* [TEXTO PROPORCIONADO]:
________________

Lo visibilizado materialmente daba cuenta de la manera en que la ciudad de finales del siglo XIX y principios del siglo XX se relacionaba con el agua en tanto definición de políticas municipales para transitar de los acueductos privados a uno público, o la manera de incentivar y proteger los bosques en las cabeceras para preservar las aguas, como también en términos de entender el manejo de las mismas antes de sus procesos de potabilización, pues para este momento se comenzaron los procesos de decantación, la etapa previa en términos de mejorar las condiciones para el uso humano, mediante la precipitación de los materiales sólidos en los tanques que conformaban el “desarenadero”. Si bien el hallazgo y reconocimiento del “desarenadero” era de por sí un hecho crucial en tanto sus características constructivas, esta valoración se multiplicó en la medida que se pudo reconocer parte del manejo de la ciudad en relación con el uso y manejo del agua que se planteaba desde una versión higienista.

No cabe duda de que la materialidad del “desarenadero” servía para sumar nuevos aportes a la historia de la construcción, la arquitectura y la ingeniería que se implementaba en aquella década de finales del siglo XIX. El sistema de los tanques, con los canales y la forma de controlar para precipitar los materiales particulados, la forma constructiva de los muros, columnas, canales, arcos y bóvedas y, sobre todo, por el uso del ladrillo, con gran destreza y calidad constructiva daban cuenta de los avances que en esos momentos se tenía por parte de maestros de obra responsables de la construcción de las obras civiles y arquitectónicas, en las que se utilizó con profusión este material.

________________

* [EL LISTADO]:
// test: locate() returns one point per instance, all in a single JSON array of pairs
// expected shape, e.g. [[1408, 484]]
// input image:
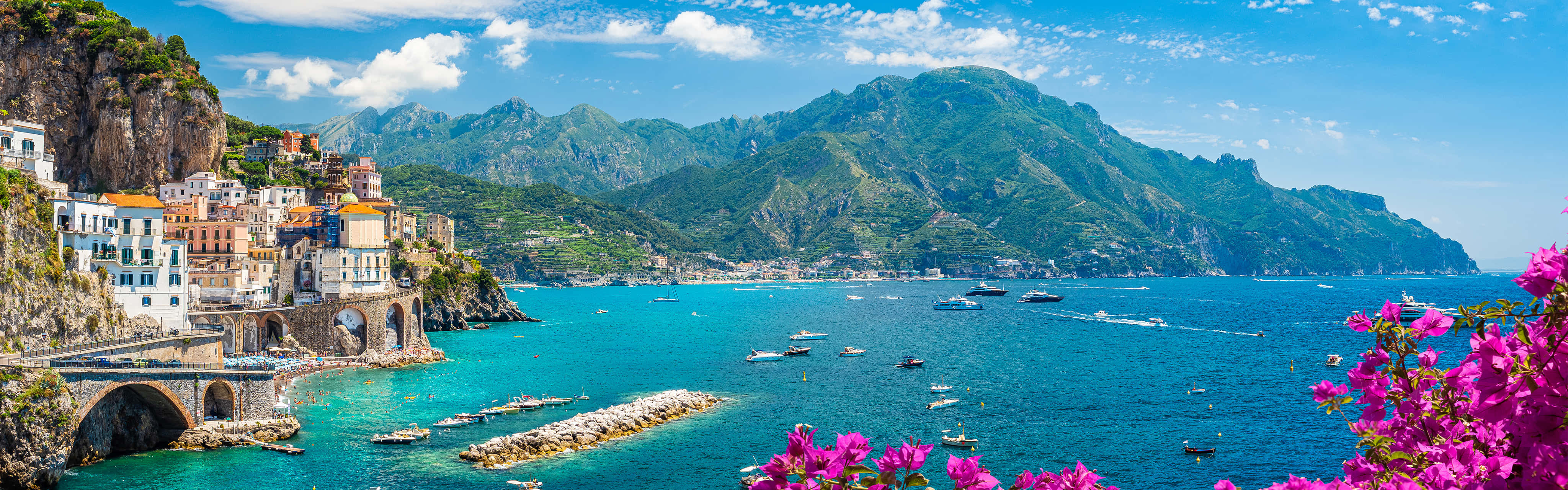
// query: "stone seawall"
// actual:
[[589, 430]]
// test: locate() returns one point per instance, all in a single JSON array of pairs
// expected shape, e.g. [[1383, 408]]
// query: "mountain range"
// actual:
[[951, 165]]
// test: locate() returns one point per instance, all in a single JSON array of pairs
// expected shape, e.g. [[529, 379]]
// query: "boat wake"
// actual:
[[1114, 319]]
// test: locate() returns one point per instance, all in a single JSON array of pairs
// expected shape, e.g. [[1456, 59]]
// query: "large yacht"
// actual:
[[1034, 296], [985, 289], [956, 304]]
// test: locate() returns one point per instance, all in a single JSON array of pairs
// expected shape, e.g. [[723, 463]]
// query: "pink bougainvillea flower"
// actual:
[[1392, 312], [1431, 324], [968, 475], [1360, 323], [1326, 390], [1547, 268]]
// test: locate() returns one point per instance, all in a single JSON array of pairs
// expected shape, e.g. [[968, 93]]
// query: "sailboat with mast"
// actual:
[[670, 294]]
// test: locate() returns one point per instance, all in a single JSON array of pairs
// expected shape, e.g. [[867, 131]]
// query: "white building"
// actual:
[[23, 148], [220, 192], [124, 236]]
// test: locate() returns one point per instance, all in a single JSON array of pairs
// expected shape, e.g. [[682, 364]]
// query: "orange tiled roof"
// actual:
[[358, 209], [134, 200]]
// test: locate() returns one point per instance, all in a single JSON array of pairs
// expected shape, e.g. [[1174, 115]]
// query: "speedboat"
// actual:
[[985, 289], [1034, 296], [956, 304], [941, 385], [763, 356], [393, 439]]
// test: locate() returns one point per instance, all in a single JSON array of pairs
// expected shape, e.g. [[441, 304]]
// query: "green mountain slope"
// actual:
[[584, 150], [1040, 173], [534, 232]]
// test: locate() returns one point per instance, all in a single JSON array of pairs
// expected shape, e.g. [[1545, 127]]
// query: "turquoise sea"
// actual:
[[1042, 385]]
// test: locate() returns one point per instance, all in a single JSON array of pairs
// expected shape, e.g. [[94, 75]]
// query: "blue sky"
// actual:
[[1451, 111]]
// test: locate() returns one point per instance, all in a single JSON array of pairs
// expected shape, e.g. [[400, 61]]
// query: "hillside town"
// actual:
[[207, 242]]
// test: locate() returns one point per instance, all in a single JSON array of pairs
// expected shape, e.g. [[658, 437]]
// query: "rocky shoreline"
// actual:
[[589, 430], [216, 436]]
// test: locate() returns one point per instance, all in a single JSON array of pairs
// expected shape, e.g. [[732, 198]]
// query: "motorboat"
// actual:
[[1034, 296], [941, 385], [956, 304], [670, 296], [763, 356], [393, 439], [985, 289], [852, 353], [962, 440]]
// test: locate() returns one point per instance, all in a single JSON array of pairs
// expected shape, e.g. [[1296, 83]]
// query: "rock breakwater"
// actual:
[[589, 430]]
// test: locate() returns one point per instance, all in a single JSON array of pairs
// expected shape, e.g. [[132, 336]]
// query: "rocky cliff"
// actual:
[[468, 304], [123, 109]]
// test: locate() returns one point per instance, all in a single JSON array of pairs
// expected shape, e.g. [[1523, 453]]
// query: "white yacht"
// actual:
[[763, 356], [956, 304]]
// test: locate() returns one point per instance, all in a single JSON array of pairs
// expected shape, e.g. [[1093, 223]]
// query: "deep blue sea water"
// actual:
[[1057, 385]]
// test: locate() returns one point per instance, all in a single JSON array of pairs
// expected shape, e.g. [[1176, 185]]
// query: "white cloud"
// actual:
[[424, 64], [510, 54], [302, 81], [701, 32], [350, 13]]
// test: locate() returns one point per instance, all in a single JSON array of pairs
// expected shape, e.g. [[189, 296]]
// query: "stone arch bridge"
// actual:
[[338, 327]]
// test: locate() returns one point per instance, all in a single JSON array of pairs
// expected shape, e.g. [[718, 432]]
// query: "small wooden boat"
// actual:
[[393, 439], [940, 404], [960, 440], [941, 385]]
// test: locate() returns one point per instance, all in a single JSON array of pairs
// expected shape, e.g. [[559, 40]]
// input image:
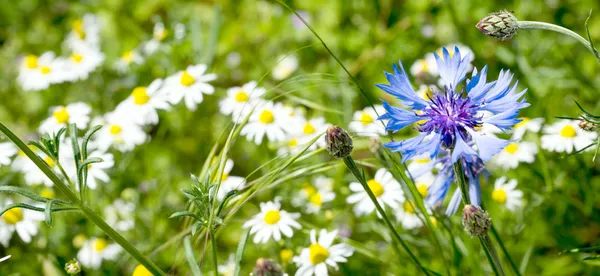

________________

* [TAREAS DEL EJERCICIO]:
1. Traduce al inglés esta oración del texto sobre el desarenadero: «No cabe duda de que la materialidad del “desarenadero” servía para sumar nuevos aportes a la historia de la construcción, la arquitectura y la ingeniería que se implementaba en aquella década de finales del siglo XIX.»
2. Muestra todas las líneas del listado en las que aparece la palabra "yacht".
El listado no tiene ninguna relación con el texto.

* [SOLUCIONES POR TAREA]:
1. There is no doubt that the materiality of the "sand trap" served to add new contributions to the history of the construction, architecture and engineering being implemented in that decade of the late nineteenth century.

2.
// query: "large yacht"
// query: "white yacht"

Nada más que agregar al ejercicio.